## Data for the task:
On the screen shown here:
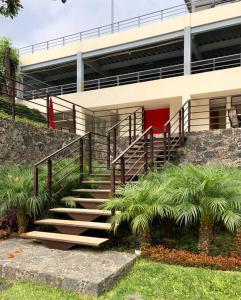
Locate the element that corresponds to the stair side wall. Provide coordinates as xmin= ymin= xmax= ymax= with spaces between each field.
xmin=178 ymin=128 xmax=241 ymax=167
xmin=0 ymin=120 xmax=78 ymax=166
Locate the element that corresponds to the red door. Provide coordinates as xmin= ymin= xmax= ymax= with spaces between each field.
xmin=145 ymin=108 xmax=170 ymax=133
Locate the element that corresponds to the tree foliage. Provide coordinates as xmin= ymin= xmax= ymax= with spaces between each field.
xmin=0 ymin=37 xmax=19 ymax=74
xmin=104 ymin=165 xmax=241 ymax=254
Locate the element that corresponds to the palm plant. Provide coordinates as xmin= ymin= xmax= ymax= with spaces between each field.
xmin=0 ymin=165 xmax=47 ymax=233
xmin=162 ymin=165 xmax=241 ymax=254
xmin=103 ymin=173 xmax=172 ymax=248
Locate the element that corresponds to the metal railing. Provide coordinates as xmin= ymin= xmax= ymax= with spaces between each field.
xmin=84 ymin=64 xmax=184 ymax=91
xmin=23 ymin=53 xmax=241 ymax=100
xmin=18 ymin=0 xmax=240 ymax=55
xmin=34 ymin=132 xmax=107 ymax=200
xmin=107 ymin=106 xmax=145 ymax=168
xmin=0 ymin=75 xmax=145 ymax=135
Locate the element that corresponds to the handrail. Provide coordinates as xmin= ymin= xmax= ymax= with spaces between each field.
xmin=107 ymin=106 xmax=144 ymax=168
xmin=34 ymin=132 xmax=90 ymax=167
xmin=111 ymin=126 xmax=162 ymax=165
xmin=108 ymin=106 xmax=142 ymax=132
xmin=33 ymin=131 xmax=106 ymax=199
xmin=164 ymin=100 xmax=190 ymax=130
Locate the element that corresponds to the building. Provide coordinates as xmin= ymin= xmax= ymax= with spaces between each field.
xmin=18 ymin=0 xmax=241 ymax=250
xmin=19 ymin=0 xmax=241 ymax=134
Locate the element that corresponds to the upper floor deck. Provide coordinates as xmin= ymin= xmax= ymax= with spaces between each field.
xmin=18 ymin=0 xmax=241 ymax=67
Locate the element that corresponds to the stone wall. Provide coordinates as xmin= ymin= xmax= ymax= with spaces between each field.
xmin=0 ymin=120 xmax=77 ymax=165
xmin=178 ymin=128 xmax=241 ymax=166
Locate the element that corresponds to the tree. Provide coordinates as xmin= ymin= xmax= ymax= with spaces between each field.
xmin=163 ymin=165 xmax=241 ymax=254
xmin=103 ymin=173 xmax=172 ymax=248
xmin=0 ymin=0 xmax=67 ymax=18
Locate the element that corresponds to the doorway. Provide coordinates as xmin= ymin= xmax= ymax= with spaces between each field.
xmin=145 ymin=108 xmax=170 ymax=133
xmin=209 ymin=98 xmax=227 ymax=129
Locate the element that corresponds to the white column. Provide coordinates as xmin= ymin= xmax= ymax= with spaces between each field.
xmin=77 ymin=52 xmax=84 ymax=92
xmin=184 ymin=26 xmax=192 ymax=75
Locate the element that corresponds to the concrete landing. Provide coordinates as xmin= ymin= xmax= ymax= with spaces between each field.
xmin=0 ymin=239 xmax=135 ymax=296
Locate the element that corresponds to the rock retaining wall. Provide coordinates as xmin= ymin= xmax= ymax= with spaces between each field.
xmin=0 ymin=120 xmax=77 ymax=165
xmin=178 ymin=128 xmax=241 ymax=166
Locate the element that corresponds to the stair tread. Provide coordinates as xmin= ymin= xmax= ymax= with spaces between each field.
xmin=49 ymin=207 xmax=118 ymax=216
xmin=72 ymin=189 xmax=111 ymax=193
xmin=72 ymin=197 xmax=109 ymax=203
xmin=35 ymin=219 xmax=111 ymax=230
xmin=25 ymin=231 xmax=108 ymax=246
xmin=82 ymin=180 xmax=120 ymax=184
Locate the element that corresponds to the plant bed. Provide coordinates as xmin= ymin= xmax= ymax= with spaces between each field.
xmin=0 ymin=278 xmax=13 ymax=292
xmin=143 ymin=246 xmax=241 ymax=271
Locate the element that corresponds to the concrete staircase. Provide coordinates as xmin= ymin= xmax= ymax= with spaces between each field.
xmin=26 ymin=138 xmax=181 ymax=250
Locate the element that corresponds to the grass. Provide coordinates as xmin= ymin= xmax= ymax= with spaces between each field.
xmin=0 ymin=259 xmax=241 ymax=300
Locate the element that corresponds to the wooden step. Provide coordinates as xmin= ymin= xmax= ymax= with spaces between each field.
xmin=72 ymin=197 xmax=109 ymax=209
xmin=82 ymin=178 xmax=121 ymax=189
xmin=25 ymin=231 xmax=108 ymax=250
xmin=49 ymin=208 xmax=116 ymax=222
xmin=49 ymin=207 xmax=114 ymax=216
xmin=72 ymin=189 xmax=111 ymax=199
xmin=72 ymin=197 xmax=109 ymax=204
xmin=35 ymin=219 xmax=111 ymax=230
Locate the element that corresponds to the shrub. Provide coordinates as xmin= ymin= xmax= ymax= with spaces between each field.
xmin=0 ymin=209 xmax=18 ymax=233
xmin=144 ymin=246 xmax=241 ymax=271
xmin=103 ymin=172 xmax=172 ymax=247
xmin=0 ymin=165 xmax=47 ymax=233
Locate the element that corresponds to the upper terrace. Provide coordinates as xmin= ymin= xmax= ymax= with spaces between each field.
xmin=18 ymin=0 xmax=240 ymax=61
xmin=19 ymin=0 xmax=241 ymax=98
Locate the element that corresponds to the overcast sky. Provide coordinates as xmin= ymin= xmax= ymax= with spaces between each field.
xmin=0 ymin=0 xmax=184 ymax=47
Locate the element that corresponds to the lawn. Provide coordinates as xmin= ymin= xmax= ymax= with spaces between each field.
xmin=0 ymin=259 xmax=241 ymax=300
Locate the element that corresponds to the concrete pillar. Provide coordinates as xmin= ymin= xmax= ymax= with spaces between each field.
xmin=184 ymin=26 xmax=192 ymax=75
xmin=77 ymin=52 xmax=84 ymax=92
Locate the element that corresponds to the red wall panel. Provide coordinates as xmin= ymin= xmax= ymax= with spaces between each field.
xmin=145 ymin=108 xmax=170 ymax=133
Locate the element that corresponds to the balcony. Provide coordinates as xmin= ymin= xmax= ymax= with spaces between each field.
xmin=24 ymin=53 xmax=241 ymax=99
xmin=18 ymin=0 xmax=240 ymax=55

---

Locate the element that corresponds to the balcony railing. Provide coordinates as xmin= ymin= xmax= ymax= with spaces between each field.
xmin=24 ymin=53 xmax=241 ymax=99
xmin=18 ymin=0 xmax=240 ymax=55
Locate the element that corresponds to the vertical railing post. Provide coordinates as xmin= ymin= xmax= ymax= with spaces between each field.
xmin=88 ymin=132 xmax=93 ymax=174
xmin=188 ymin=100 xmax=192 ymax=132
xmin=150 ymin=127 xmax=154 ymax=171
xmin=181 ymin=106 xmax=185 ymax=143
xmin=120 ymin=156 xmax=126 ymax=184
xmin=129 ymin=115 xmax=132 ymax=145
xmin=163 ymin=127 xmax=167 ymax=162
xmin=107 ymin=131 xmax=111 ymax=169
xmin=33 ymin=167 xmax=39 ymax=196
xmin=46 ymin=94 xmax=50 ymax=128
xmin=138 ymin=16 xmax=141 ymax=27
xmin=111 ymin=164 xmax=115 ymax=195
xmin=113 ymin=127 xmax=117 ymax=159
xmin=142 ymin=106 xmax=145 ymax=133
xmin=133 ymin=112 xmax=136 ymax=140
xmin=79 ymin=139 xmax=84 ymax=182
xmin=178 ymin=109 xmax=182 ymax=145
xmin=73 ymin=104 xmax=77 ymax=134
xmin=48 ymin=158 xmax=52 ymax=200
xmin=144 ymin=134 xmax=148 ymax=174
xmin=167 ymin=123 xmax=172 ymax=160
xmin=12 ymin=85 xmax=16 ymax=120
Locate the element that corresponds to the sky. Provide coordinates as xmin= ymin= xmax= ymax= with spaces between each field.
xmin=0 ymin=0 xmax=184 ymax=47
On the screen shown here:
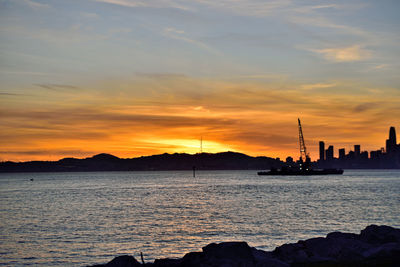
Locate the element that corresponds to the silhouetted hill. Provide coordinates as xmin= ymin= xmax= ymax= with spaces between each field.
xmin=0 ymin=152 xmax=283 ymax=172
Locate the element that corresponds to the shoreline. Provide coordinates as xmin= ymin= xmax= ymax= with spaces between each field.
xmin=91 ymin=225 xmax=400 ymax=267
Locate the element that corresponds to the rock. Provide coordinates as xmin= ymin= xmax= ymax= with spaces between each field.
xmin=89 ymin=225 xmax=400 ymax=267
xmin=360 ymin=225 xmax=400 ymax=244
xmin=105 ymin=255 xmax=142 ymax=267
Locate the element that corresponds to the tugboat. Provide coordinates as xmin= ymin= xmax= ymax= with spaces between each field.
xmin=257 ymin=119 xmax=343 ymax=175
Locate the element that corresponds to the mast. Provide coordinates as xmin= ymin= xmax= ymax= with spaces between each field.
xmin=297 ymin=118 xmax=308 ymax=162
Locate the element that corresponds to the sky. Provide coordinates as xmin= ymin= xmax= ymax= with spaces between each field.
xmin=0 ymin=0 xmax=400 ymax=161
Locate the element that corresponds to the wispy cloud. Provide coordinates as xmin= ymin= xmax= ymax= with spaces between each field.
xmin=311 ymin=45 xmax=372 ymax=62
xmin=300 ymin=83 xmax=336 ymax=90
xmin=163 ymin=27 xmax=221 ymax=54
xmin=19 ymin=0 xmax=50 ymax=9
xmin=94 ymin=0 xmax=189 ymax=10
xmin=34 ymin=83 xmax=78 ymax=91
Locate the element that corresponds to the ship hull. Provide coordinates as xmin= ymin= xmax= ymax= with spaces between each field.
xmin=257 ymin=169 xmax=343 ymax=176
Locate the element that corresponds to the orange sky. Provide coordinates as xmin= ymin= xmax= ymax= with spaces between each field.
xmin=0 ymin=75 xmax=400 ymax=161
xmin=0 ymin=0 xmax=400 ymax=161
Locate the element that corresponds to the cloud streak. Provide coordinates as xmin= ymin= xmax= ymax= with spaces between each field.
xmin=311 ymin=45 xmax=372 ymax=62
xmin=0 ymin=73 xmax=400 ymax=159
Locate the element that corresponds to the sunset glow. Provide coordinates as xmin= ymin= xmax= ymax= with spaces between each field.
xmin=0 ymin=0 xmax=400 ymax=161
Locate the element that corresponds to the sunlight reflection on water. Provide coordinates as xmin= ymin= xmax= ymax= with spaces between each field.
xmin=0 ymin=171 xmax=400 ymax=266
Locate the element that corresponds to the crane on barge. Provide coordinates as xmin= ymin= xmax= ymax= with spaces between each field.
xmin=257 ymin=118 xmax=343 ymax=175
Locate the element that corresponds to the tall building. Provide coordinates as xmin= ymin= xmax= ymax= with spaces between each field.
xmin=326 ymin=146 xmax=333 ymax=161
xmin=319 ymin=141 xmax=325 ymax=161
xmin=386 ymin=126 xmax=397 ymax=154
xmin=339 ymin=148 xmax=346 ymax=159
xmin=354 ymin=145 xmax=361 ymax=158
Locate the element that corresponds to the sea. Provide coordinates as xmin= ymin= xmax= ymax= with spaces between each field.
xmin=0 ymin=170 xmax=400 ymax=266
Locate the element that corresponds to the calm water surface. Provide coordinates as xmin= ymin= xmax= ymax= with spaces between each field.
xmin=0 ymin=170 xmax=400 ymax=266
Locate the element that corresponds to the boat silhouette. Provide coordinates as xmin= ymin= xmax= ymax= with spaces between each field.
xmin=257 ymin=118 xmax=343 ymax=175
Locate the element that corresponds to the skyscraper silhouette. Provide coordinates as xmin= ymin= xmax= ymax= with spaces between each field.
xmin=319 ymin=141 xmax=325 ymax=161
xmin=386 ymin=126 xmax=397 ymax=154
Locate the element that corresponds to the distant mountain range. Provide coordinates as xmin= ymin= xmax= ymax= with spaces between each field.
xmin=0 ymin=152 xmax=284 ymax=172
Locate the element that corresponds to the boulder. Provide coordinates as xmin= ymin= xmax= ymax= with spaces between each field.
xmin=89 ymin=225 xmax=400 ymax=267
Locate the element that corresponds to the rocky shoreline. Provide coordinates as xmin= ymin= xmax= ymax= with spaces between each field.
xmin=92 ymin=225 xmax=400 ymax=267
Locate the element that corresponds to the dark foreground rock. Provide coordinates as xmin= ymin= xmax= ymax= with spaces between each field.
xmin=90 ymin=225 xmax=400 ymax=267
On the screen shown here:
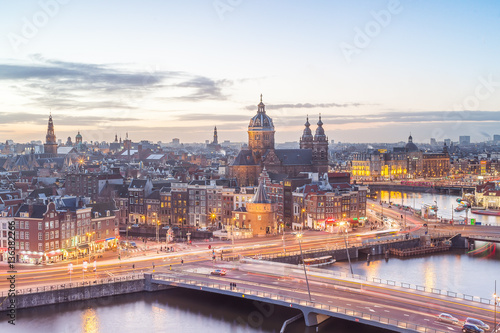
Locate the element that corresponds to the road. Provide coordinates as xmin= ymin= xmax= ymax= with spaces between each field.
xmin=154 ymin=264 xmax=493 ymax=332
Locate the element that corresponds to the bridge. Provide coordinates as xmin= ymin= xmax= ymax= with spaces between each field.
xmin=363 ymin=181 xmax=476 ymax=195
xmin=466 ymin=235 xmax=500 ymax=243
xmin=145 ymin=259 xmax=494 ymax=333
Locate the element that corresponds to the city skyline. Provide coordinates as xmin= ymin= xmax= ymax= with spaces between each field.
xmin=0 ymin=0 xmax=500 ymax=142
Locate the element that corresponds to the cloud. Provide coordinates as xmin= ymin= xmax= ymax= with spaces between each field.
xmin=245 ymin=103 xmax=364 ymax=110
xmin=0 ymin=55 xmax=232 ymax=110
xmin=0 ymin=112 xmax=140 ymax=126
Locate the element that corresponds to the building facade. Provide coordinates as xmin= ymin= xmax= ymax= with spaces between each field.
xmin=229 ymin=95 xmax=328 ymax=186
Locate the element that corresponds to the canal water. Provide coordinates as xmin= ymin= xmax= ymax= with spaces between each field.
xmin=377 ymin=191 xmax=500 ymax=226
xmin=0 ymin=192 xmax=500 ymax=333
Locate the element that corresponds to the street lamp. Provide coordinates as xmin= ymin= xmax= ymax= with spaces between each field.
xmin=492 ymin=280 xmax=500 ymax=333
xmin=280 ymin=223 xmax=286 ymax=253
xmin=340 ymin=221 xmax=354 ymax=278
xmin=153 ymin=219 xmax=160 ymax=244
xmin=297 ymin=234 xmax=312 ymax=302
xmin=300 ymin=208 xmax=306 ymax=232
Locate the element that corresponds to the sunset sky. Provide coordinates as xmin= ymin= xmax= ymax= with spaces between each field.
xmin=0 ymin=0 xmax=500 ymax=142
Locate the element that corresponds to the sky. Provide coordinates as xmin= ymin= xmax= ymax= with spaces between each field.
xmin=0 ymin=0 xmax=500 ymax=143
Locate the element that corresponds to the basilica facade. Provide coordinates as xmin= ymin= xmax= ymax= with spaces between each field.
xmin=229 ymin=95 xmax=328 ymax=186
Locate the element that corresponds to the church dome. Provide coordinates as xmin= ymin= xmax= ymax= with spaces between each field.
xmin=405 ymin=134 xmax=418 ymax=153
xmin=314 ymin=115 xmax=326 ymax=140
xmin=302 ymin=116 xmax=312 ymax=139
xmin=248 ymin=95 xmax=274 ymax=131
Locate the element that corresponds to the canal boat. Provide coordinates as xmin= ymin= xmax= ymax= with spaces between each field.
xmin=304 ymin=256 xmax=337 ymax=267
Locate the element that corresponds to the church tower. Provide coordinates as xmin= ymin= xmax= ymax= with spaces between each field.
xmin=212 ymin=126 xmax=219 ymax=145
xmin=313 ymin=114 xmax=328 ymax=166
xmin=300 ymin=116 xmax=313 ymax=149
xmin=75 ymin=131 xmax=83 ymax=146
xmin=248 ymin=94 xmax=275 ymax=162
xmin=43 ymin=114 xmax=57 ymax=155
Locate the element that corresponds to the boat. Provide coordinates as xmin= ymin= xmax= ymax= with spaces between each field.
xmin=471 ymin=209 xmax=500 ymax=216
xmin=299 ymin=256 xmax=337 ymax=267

## What is needed:
Turn the lines of the listing, from the line containing "Locate the element that corresponds to the tugboat." through the line containing "xmin=257 ymin=119 xmax=343 ymax=175", both included, into a JSON list of strings with one string per line, leaving out blank lines.

## Output below:
[
  "Locate the element that corresponds to the tugboat. Provide coordinates as xmin= ymin= xmax= ymax= with spaces between each field.",
  "xmin=257 ymin=119 xmax=343 ymax=175"
]